- Teks yang Disediakan
+++++

Ketika bertugas di awal-awal kariernya sebagai perwira Angkatan Laut, Ricky miris dengan rendahnya motivasi membaca atau belajar anak-anak di pesisir Indonesia Timur.
Saat ia bertugas di Komando Armada Timur sekira tahun 2004 di Sorong, Ricky mengaku menemui anak-anak di sana sebagian besar belum bisa membaca bahkan hingga jenjang usia kelas 4 SD.
Mereka, kata Ricky, tidak terlalu peduli dengan sekolah mereka melainkan hanya peduli tentang bagaimana berdagang atau mendapatkan ikan sebagaimana orang tua mereka yang kebanyakan nelayan.
Di sisi lain, ia mendengar dari sejumlah guru sekolah yang ia temui di sana dalam situasi dilematis.
Guru-guru di sana, kata Ricky, kerap terpaksa menaikan kelas anak-anak di sana meskipun secara kemampuan baik itu membaca atau pelajaran lainnya belum layak.

+++++

- Data yang Diberikan
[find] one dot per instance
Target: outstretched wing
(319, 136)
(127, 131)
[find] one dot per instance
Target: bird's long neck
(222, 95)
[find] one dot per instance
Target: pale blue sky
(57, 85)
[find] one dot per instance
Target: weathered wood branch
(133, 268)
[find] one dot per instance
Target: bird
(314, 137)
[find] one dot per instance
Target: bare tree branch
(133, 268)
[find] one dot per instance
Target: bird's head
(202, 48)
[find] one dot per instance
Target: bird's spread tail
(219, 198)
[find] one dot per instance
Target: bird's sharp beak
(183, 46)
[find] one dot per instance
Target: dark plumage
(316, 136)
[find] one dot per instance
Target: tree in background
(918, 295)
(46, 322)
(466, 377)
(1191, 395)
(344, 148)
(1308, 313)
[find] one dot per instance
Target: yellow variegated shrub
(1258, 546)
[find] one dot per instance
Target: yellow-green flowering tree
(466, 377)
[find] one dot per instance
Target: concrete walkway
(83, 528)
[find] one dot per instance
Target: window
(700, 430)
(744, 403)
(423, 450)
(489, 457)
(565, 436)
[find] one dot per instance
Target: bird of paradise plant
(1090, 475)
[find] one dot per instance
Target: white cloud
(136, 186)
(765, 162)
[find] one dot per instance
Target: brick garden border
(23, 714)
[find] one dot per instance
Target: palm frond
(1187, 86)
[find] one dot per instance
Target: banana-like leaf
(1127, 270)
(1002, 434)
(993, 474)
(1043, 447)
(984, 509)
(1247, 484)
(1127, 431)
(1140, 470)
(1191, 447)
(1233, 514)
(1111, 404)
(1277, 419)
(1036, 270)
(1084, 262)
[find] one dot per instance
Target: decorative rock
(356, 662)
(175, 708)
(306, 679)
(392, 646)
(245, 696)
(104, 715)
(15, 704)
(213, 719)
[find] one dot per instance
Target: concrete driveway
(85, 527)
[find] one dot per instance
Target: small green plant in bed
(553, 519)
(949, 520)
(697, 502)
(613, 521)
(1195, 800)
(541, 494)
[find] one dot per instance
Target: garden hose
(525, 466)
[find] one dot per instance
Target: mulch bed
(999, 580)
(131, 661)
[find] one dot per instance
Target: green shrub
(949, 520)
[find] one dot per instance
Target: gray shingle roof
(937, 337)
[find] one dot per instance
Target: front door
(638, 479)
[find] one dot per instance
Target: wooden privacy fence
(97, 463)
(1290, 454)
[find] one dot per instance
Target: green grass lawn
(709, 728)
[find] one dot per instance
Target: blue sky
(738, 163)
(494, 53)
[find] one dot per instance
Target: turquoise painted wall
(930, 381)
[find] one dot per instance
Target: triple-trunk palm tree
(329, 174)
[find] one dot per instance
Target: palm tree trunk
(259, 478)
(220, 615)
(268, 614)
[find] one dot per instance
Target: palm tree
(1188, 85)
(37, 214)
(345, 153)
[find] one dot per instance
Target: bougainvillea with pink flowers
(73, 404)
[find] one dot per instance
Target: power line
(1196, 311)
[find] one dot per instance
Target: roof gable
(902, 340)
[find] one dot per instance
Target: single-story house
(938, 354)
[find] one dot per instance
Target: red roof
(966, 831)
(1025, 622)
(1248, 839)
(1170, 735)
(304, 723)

+++++

- Tugas Tertulis 1
Tuliskan kembali bagian teks tentang minat baca anak-anak di pesisir Indonesia Timur, mulai dari "Ketika bertugas di" sampai dengan "kelas 4 SD.", tanpa mengubah satu kata pun.
- Tugas Tertulis 2
Tolong lanjutkan teks tentang minat baca anak-anak di pesisir Indonesia Timur, dimulai setelah kalimat terakhirnya.

- Jawaban 1
Ketika bertugas di awal-awal kariernya sebagai perwira Angkatan Laut, Ricky miris dengan rendahnya motivasi membaca atau belajar anak-anak di pesisir Indonesia Timur.
Saat ia bertugas di Komando Armada Timur sekira tahun 2004 di Sorong, Ricky mengaku menemui anak-anak di sana sebagian besar belum bisa membaca bahkan hingga jenjang usia kelas 4 SD.

- Jawaban 2
Namun di sisi lain, lanjut dia, guru-guru di sana tetap harus menaikan kelas anak-anak di sana karena mereka tidak mau bersekolah lagi ataupun orang tua mereka akan marah bila anak-anaknya tidak dinaikan kelas.
Di samping itu, kata Ricky, mereka bahkan tak punya cita-cita untuk bisa mendapatkan kehidupan dan pekerjaan yang lebih baik dari orang tuanya.
Untuk membangkitkan minat baca anak-anak itu, ia pun menggelar lomba membaca puisi, menggambar, mewarnai, hingga bercerita bagi anak-anak pengunjung KRI TWD - 526.
"Kami memberikan buku-buku ini juga sebagai program untuk literasi. Bisa mencerdaskan anak-anak bangsa yang khususnya ada di wilayah pesisir. Sehingga mereka belajar mengetahui apa isi bumi, isi dunia, tentang seluruh pelosok Indonesia," kata dia.
"Bukan cuma sekadar, mohon maaf, dagang maupun menjadi nelayan. Karena mereka tahunya hanya sekadar ikan, menjadi nelayan, dan berdagang. Itu yang saya mau trigger di sini bahwasanya kalian punya cita-cita harus lebih tinggi, lebih hebat," sambung dia.
Namun demikian, misi mulia tersebut bukan berarti tanpa tantangan.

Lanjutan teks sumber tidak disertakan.